Please render every line of the items below as a numbered list, omitting any blank lines.

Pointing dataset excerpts

•••

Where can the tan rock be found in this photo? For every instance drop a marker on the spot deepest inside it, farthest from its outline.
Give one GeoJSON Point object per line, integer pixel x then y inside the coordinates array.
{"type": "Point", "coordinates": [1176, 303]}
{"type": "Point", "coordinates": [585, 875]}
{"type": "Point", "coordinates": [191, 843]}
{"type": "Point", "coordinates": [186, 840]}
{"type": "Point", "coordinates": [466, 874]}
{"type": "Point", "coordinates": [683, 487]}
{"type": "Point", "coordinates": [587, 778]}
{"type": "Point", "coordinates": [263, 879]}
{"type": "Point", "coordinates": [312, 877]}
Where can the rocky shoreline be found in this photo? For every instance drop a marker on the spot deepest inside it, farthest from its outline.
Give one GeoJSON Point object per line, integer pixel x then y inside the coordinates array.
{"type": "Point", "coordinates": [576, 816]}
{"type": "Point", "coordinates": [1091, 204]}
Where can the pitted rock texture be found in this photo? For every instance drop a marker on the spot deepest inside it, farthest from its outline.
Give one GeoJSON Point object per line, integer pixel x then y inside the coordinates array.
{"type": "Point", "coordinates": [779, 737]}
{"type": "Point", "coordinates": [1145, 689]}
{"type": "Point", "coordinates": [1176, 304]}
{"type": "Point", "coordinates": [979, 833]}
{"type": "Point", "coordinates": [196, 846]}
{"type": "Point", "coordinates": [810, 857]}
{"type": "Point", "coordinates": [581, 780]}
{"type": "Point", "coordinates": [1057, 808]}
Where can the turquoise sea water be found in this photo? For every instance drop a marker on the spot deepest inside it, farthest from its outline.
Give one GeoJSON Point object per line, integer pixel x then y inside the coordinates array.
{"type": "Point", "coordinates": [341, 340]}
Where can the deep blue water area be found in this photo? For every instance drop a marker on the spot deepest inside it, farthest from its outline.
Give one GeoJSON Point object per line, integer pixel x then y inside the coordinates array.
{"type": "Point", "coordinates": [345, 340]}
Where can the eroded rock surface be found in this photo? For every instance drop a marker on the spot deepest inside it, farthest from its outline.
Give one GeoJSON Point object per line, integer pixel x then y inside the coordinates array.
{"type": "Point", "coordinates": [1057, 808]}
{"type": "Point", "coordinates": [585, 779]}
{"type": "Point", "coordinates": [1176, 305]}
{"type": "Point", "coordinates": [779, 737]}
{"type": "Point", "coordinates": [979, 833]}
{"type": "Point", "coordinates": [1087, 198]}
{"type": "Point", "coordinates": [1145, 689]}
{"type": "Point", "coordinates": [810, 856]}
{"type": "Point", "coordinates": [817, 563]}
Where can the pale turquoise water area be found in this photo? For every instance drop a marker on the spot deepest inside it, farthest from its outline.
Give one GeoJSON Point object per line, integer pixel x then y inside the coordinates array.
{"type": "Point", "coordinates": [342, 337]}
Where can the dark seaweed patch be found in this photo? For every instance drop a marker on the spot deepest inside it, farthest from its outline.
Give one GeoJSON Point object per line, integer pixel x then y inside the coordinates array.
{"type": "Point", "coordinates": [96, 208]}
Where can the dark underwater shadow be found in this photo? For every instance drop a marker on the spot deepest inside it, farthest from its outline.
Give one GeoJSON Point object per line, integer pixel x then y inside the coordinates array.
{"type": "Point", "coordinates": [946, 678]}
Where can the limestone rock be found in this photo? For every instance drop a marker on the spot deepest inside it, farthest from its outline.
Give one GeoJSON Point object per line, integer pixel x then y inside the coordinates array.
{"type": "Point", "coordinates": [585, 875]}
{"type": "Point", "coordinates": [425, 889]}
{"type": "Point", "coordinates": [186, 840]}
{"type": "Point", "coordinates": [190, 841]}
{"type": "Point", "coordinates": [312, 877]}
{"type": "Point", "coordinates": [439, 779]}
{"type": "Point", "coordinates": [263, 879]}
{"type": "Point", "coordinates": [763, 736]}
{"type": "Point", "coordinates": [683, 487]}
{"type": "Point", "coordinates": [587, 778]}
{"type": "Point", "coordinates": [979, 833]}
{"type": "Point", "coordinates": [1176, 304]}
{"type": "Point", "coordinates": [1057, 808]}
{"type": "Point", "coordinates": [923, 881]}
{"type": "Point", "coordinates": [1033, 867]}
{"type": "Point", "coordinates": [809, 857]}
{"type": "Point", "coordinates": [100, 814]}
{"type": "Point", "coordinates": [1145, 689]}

•••

| Solved problem |
1. Where can the tan rock be found in this photo? For every instance drop a marker on the spot deepest inside it, farthest from its outline.
2. Give one GeoJSON Point object per line, integer pixel x then y inside the coordinates array.
3. {"type": "Point", "coordinates": [1176, 303]}
4. {"type": "Point", "coordinates": [585, 875]}
5. {"type": "Point", "coordinates": [191, 843]}
6. {"type": "Point", "coordinates": [186, 840]}
7. {"type": "Point", "coordinates": [466, 874]}
8. {"type": "Point", "coordinates": [683, 487]}
9. {"type": "Point", "coordinates": [587, 778]}
10. {"type": "Point", "coordinates": [263, 879]}
11. {"type": "Point", "coordinates": [312, 877]}
12. Where can the rocky shoreline be found in this photo? For every instance drop a marker on the spot deepest inside it, farthest from its outline.
13. Give one GeoJSON Point object per line, integer pixel x then y inside the coordinates array.
14. {"type": "Point", "coordinates": [576, 816]}
15. {"type": "Point", "coordinates": [1091, 204]}
16. Where can the pitted rock texture be found in this photo? For every instance drop a marker on the spot deepest inside it, farthest from its outline.
17. Give one GeoJSON Point object per line, integer pixel x then y inside the coordinates array.
18. {"type": "Point", "coordinates": [779, 737]}
19. {"type": "Point", "coordinates": [1145, 689]}
20. {"type": "Point", "coordinates": [1176, 304]}
21. {"type": "Point", "coordinates": [979, 833]}
22. {"type": "Point", "coordinates": [196, 846]}
23. {"type": "Point", "coordinates": [810, 857]}
24. {"type": "Point", "coordinates": [581, 780]}
25. {"type": "Point", "coordinates": [1057, 808]}
26. Where can the turquoise sea water be found in this photo? For every instance drop a marker on the spot deepest inside it, farthest from its outline.
27. Give one GeoJSON Point object per line, integer pixel x then y inside the coordinates array.
28. {"type": "Point", "coordinates": [341, 340]}
29. Where can the deep blue water area be found in this photo? For every instance drop a marker on the spot deepest inside it, farthest from its outline.
30. Give one GeoJSON Point object per line, integer pixel x then y inside the coordinates array.
31. {"type": "Point", "coordinates": [345, 340]}
32. Where can the eroded rock surface be found in this photo? For every instance drop a marker on the spot deepest inside it, farthest from its outline.
33. Give one GeoJSON Point object per line, integer pixel x then y inside the coordinates array.
34. {"type": "Point", "coordinates": [1057, 808]}
35. {"type": "Point", "coordinates": [585, 779]}
36. {"type": "Point", "coordinates": [1176, 305]}
37. {"type": "Point", "coordinates": [779, 737]}
38. {"type": "Point", "coordinates": [979, 833]}
39. {"type": "Point", "coordinates": [1087, 198]}
40. {"type": "Point", "coordinates": [1145, 689]}
41. {"type": "Point", "coordinates": [810, 856]}
42. {"type": "Point", "coordinates": [817, 563]}
43. Where can the pale turquoise water area be found in this photo? For every instance drop a marker on the spot deepest inside it, farthest from its outline.
44. Give one GeoJSON Point object per line, integer pixel x then y inside the coordinates array.
45. {"type": "Point", "coordinates": [342, 337]}
46. Where can the dark seaweed patch be found in this photo? For every instance drop a marker on the spot deepest inside it, farthest from its outline.
47. Give one GeoJSON Point object per line, integer pixel x then y inside the coordinates array.
48. {"type": "Point", "coordinates": [96, 208]}
49. Where can the dark underwater shadow be found in this photo? For every instance drop a marker on the spot deepest inside it, farthest from its outline.
50. Give one GeoJSON Point object per line, integer pixel x then y inside the coordinates array.
51. {"type": "Point", "coordinates": [946, 678]}
52. Where can the limestone rock be found in this photo? For every instance drop a marker on the spot deepest inside it, farthest from its outline.
53. Give one GeoJSON Point object per line, integer pixel x then y inside the coordinates array.
54. {"type": "Point", "coordinates": [585, 875]}
55. {"type": "Point", "coordinates": [425, 889]}
56. {"type": "Point", "coordinates": [186, 840]}
57. {"type": "Point", "coordinates": [190, 841]}
58. {"type": "Point", "coordinates": [312, 877]}
59. {"type": "Point", "coordinates": [439, 779]}
60. {"type": "Point", "coordinates": [263, 879]}
61. {"type": "Point", "coordinates": [763, 736]}
62. {"type": "Point", "coordinates": [683, 487]}
63. {"type": "Point", "coordinates": [587, 778]}
64. {"type": "Point", "coordinates": [979, 833]}
65. {"type": "Point", "coordinates": [1176, 304]}
66. {"type": "Point", "coordinates": [1057, 808]}
67. {"type": "Point", "coordinates": [923, 881]}
68. {"type": "Point", "coordinates": [1033, 867]}
69. {"type": "Point", "coordinates": [809, 857]}
70. {"type": "Point", "coordinates": [100, 814]}
71. {"type": "Point", "coordinates": [1145, 689]}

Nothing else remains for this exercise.